▶ Given task
Render the material as a Markdown table with a Row column numbering each line and a Text column holding that line, leaving out blank lines.

Begin

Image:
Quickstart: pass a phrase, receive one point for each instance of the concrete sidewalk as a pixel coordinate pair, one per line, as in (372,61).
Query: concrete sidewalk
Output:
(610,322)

End

▶ Output of the task
| Row | Text |
|---|---|
| 1 | Image: |
| 2 | Quickstart: pass a phrase, receive one point for each instance of the concrete sidewalk as a pixel coordinate pair, one per line, as in (372,61). |
| 3 | Query: concrete sidewalk |
| 4 | Output: |
| 5 | (610,322) |